__STUDY TEXT__.
+ + + + +
World Only Half Way To Meeting Emissions Target With Current Pledges (Guardian)

Current global efforts to cut greenhouse gas emissions leave about half of the reductions needed still to be found, according to a new analysis by the UN. The report suggests that governments will have to go much further in their pledges to limit future carbon dioxide emissions, which have been submitted to the UN ahead of the crunch conference on climate change taking place this December in Paris. Ways for governments to ramp up their commitments in future are one of the key components of the Paris talks. The UN Environment Programme (Unep) published a report showing that global emissions levels should not exceed 48 gigatonnes (GT) of carbon dioxide equivalent by 2025, and 42 GT in 2030, if the world is to have a good chance of holding global warming to no more than 2C on average above pre-industrial temperatures.
+ + + + +
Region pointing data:
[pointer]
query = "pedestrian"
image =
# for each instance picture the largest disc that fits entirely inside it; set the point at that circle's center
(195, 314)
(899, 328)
+ + + + +
__TASK 1__.
For each of the statements below, say whether it agrees with the emissions article, and give yes or no along with the deciding words from the article, quoted exactly.
(a) The UN Environment Programme report sets 48 gigatonnes of carbon dioxide equivalent as the ceiling for global emissions by 2025.
(b) Current global efforts leave about a third of the needed reductions still to be found.
(c) The climate change conference in Paris is taking place in November.
__TASK 2__.
According to the emissions article, what level should global emissions not exceed in 2030?
__TASK 3__.
Copy the emissions article word for word between "Current global efforts" and "above pre-industrial temperatures.", inclusive.

__RESULT 1__.
(a) Yes: "global emissions levels should not exceed 48 gigatonnes (GT) of carbon dioxide equivalent by 2025"
(b) No: "leave about half of the reductions needed still to be found"
(c) No: "the crunch conference on climate change taking place this December in Paris"

__RESULT 2__.
42 gigatonnes (GT) of carbon dioxide equivalent.

__RESULT 3__.
Current global efforts to cut greenhouse gas emissions leave about half of the reductions needed still to be found, according to a new analysis by the UN. The report suggests that governments will have to go much further in their pledges to limit future carbon dioxide emissions, which have been submitted to the UN ahead of the crunch conference on climate change taking place this December in Paris. Ways for governments to ramp up their commitments in future are one of the key components of the Paris talks. The UN Environment Programme (Unep) published a report showing that global emissions levels should not exceed 48 gigatonnes (GT) of carbon dioxide equivalent by 2025, and 42 GT in 2030, if the world is to have a good chance of holding global warming to no more than 2C on average above pre-industrial temperatures.